[PAGE EXTRACT]
Aging and the Emerging Role of Cellular Senescence in Osteoarthritis

Author: Brian O Diekman1, Richard F Loeser2
1 Thurston Arthritis Research Center, University of North Carolina School of Medicine, Chapel Hill, NC, 27599, USA; Joint Department of Biomedical Engineering, University of North Carolina at Chapel Hill and North Carolina State University, Raleigh, NC, 27599, USA. Electronic address:
2 Thurston Arthritis Research Center, University of North Carolina School of Medicine, Chapel Hill, NC, 27599, USA; Division of Rheumatology, Allergy, and Immunology, University of North Carolina, Chapel Hill, NC, 27599, USA. Electronic address:
Conference/Journal: Osteoarthritis Cartilage
Date published: 2023 Dec 2
Other: Pages: S1063-4584(23)00997-4 , Special Notes: doi: 10.1016/j.joca.2023.11.018. , Word Count: 257

The correlation between age and incidence of osteoarthritis (OA) is well known but the causal mechanisms involved are not completely understood. This narrative review summarizes selected key findings from the past 30 years that have elucidated key aspects of the relationship between aging and OA.

The peer-reviewed English language literature was searched on PubMed using key words including senescence, aging, cartilage, and osteoarthritis, for original studies and reviews published from 1993-2023 with a major focus on more recent studies. Manuscripts most relevant to aging and OA that examined one or more of the hallmarks of aging were selected for further review.

[ENTRIES SUPPLIED]
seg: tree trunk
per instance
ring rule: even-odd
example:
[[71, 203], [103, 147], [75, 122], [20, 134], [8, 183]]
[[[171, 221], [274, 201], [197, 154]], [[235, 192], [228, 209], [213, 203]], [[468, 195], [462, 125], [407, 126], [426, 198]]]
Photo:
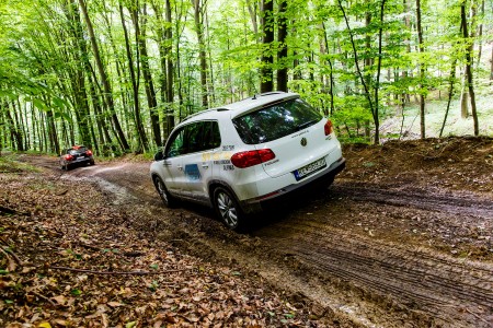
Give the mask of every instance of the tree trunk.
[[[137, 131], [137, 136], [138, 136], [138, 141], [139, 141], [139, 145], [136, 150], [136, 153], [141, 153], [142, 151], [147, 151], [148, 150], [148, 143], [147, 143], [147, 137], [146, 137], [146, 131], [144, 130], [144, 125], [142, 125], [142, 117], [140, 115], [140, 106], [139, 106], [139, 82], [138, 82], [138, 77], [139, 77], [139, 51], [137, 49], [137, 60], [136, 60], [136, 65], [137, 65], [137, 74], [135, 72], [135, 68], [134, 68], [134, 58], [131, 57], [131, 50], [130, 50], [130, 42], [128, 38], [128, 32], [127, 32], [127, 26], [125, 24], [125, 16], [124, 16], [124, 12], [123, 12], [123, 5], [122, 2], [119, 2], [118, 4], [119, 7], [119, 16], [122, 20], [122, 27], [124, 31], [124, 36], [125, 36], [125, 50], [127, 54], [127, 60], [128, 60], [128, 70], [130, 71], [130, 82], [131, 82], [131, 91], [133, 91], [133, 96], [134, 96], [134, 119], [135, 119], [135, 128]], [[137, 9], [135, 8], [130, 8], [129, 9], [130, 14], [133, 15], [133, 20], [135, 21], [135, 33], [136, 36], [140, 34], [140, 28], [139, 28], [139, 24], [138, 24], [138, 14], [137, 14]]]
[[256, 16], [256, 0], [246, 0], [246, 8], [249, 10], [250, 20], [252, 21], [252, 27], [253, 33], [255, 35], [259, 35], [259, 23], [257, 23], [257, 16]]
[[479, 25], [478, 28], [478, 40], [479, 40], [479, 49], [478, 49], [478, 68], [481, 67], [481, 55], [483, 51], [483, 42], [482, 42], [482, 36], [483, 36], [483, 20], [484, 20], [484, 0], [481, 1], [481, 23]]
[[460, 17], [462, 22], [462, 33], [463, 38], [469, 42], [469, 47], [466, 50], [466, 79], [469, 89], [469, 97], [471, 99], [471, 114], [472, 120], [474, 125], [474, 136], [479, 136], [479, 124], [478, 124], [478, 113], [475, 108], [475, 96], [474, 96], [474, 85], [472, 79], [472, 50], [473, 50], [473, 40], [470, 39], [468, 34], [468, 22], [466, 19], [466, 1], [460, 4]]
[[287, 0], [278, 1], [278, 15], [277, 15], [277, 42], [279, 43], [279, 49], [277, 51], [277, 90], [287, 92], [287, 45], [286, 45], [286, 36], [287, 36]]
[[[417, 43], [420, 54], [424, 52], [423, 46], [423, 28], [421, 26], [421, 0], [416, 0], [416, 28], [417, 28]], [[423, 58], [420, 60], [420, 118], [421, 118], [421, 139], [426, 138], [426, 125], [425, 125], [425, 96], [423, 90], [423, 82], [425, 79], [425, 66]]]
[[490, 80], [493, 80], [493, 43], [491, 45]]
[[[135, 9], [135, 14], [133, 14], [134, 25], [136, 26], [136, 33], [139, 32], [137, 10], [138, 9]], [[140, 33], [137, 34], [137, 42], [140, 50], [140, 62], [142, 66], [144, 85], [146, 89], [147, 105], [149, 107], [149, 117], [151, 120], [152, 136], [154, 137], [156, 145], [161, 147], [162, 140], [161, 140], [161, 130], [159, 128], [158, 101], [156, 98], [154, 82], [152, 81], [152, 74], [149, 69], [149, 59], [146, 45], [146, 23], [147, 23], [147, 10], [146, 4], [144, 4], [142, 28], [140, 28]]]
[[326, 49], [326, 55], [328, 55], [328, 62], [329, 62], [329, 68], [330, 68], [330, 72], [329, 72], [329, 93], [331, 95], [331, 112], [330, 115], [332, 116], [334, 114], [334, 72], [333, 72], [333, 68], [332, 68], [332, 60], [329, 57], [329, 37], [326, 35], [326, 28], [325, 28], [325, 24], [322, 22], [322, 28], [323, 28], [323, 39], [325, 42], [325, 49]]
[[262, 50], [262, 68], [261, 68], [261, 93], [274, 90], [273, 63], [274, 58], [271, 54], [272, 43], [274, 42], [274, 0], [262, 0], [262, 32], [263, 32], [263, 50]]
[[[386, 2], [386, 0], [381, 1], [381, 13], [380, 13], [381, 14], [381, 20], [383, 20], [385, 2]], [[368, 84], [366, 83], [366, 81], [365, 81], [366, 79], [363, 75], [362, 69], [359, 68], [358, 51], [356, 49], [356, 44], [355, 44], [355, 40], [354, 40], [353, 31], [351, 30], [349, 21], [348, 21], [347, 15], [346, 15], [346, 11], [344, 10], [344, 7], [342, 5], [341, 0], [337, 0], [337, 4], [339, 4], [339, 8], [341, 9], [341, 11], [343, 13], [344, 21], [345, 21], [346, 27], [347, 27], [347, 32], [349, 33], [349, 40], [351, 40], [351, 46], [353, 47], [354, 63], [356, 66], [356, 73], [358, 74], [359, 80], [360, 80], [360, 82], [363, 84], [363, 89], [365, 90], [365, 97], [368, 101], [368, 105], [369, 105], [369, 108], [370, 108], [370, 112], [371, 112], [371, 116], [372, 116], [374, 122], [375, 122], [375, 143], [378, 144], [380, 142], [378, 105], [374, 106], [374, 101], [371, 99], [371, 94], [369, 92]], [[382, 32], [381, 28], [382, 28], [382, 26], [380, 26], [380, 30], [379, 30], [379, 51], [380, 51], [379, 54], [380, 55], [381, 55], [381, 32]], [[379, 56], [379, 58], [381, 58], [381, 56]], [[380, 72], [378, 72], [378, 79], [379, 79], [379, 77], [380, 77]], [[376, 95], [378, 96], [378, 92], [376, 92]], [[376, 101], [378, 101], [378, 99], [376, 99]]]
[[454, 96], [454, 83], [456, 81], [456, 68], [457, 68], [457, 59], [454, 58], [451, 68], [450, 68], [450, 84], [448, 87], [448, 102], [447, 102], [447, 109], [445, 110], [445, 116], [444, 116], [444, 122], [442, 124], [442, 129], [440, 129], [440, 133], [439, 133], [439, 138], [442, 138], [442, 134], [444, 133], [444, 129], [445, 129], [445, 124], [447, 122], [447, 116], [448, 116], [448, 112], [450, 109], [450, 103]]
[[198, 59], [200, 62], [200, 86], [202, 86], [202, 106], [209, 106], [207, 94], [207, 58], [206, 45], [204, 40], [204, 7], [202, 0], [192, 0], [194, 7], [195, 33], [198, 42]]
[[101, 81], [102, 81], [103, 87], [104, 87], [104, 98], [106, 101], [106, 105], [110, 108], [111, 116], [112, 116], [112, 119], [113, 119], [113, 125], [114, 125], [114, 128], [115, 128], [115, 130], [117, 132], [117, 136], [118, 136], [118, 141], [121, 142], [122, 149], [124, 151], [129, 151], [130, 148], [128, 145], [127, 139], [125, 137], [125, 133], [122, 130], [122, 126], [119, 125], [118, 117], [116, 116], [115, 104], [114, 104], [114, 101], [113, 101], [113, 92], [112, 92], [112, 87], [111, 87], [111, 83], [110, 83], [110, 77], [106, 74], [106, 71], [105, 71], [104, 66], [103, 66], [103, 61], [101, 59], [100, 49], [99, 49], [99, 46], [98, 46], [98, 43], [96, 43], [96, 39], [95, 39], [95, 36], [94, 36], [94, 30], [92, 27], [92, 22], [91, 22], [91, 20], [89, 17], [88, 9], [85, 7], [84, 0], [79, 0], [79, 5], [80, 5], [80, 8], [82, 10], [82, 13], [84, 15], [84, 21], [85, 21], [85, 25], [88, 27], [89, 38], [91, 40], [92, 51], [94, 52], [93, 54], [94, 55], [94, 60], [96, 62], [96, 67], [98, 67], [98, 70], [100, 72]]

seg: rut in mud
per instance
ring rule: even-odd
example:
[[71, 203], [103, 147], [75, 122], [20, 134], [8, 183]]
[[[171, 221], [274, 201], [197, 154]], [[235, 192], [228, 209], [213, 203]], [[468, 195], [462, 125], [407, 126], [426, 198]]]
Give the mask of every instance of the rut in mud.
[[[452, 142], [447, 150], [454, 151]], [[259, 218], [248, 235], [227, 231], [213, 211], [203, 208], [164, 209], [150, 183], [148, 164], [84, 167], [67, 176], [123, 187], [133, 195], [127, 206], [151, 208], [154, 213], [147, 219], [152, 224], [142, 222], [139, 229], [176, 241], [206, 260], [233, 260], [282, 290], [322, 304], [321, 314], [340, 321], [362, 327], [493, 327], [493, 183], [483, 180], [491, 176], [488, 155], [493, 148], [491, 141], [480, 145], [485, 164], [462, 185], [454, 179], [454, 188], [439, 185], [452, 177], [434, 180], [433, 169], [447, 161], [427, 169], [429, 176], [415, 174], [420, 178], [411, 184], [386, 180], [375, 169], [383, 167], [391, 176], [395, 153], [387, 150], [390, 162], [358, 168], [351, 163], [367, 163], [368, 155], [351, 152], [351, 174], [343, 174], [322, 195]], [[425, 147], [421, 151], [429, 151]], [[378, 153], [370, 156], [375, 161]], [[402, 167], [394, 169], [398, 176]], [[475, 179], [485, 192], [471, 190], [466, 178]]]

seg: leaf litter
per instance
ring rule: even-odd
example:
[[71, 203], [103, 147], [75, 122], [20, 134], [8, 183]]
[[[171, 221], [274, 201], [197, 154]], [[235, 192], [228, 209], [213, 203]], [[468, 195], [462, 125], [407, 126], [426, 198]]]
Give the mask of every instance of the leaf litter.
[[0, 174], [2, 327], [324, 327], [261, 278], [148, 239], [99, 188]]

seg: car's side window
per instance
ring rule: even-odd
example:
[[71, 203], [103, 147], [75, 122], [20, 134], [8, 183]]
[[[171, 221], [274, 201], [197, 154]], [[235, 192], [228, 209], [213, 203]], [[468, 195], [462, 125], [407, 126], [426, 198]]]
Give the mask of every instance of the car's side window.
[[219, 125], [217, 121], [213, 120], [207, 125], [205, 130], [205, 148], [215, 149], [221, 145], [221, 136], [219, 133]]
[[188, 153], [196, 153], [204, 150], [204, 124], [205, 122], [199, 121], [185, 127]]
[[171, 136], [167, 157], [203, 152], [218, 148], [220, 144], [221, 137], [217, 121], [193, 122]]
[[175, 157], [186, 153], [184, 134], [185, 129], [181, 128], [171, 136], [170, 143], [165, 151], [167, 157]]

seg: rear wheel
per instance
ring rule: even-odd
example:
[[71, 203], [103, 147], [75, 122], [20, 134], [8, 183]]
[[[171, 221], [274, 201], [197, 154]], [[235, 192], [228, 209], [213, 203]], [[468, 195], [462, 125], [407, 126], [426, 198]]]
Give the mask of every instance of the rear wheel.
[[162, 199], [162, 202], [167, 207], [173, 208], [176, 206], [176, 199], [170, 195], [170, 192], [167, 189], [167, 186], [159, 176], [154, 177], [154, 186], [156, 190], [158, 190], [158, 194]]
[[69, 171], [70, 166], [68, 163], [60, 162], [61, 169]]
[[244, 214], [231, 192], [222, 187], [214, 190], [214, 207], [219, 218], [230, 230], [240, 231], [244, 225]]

...

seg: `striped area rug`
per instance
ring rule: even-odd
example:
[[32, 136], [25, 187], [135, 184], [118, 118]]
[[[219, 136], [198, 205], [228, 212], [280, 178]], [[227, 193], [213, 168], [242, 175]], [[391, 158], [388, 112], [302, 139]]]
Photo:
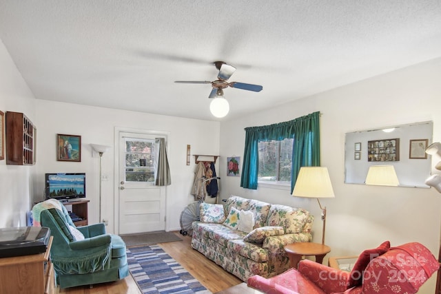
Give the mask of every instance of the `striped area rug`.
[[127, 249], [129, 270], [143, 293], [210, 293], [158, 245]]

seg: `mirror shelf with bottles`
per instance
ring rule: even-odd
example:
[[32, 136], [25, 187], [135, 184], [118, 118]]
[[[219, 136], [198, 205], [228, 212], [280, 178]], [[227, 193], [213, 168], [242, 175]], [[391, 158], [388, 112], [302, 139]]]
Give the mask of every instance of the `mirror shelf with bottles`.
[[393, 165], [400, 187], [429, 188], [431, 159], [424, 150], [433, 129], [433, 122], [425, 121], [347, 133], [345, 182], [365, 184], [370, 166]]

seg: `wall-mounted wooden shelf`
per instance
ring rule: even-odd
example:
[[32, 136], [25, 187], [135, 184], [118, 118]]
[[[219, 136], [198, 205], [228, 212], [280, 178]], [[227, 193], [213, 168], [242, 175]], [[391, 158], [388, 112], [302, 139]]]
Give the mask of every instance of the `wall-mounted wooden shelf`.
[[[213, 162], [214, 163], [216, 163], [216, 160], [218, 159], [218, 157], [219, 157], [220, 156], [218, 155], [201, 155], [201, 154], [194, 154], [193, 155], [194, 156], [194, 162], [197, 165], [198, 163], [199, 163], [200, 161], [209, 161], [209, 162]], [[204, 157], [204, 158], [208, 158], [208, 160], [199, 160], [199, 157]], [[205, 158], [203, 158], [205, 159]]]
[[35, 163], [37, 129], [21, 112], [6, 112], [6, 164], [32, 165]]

---

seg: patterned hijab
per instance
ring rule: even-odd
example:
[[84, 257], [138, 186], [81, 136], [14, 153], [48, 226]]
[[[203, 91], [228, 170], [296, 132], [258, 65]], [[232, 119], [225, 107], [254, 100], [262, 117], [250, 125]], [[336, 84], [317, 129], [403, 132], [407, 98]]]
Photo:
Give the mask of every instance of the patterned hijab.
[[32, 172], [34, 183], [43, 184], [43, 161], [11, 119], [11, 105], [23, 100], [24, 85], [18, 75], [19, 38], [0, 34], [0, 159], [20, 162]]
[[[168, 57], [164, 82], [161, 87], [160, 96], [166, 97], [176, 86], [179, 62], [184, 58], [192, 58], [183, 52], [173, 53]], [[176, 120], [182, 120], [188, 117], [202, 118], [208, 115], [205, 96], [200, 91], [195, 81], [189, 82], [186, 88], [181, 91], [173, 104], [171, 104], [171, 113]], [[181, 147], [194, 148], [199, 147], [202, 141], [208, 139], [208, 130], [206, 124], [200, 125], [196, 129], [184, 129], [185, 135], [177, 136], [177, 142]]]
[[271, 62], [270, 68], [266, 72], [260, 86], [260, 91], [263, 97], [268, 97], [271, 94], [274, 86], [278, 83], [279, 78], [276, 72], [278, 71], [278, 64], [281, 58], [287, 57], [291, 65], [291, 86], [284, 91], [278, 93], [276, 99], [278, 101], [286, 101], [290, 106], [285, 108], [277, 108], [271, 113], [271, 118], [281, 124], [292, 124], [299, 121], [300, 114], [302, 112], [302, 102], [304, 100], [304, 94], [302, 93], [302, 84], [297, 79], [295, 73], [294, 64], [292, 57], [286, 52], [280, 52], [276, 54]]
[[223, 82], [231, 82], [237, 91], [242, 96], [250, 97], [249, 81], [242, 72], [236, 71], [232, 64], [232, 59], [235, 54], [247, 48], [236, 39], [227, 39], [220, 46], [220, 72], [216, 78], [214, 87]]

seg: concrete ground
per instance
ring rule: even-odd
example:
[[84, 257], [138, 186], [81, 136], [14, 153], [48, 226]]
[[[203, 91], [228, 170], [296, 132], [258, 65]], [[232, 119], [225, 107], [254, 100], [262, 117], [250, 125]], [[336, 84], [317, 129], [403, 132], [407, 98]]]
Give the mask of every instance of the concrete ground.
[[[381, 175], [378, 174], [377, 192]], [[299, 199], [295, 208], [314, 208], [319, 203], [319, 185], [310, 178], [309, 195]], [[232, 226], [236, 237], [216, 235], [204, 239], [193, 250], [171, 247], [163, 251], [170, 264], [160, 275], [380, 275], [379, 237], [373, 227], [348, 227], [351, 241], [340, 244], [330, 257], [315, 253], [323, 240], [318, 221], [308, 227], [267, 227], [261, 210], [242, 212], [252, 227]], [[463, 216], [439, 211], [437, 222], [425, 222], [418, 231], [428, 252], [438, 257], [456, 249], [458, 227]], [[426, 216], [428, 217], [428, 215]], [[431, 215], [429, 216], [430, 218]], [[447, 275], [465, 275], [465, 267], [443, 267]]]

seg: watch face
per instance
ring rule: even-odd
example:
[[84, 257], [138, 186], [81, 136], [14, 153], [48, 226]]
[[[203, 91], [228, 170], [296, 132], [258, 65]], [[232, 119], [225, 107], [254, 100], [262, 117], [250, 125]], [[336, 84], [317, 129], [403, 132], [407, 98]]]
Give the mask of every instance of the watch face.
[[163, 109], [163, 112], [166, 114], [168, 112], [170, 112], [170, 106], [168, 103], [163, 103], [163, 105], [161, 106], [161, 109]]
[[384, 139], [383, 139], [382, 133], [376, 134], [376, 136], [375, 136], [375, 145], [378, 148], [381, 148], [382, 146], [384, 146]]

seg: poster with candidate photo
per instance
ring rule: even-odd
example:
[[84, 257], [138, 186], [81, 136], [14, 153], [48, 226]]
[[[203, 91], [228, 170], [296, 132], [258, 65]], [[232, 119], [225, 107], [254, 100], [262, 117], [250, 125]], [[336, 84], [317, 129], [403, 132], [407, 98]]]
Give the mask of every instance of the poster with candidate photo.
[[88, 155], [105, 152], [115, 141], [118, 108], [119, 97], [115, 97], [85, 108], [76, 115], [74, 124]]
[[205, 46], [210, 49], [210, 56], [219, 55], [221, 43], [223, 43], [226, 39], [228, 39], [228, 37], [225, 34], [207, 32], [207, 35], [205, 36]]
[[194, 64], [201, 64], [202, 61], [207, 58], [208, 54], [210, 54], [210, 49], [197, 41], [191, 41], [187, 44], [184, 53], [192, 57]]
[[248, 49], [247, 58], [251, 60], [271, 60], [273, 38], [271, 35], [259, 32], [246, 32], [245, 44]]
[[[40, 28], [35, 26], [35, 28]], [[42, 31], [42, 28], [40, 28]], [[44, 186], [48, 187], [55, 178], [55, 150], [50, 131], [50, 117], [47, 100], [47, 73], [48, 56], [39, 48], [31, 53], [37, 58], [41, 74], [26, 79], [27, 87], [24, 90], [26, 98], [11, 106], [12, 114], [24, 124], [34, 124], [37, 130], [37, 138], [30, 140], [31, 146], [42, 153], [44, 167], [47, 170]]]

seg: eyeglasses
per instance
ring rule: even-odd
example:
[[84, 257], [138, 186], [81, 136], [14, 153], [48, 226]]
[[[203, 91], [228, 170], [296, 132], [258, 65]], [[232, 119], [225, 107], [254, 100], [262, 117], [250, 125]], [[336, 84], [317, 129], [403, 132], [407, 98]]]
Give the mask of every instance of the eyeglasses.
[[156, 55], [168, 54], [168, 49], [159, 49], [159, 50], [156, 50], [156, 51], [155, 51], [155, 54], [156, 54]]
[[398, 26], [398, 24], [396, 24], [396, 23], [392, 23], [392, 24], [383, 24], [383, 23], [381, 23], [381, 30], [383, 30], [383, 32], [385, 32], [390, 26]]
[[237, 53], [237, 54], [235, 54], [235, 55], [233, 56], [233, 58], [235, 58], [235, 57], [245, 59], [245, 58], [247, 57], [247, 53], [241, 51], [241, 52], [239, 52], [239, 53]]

[WHAT THIS EXERCISE ASKS]
1. Copy the passage from the abstract on aging and osteoarthritis between "The correlation between" and "aging and OA.", inclusive.
2. Continue the abstract on aging and osteoarthritis from where it stops.

[ANSWERS TO THIS EXERCISE]
1.
The correlation between age and incidence of osteoarthritis (OA) is well known but the causal mechanisms involved are not completely understood. This narrative review summarizes selected key findings from the past 30 years that have elucidated key aspects of the relationship between aging and OA.

2.
All proposed hallmarks of aging have been observed in articular cartilage and some have also been described in other joint tissues. Hallmarks include genomic instability, telomere attrition, epigenetic alterations, loss of proteostasis, deregulated nutrient sensing, mitochondrial dysfunction, cellular senescence, stem cell exhaustion, altered intercellular communication, disabled macroautophagy, chronic inflammation, and dysbiosis. There is evidence that these age-related changes contribute to the development of OA in part by promoting cellular senescence. Senescence may therefore serve as a downstream mediator that connects numerous aging hallmarks to OA, likely through the senescence-associated secretory phenotype (SASP) that is characterized by increased production of proinflammatory cytokines and matrix metalloproteinases.

Progress over the past 30 years has provided the foundation for emerging therapies, such as senolytics and senomorphics, that hold promise for OA disease modification. Mechanistic studies utilizing physiologically-aged animals and cadaveric human joint tissues will be important for continued progress.

Keywords: Aging; Chondrocyte; cartilage; senescence.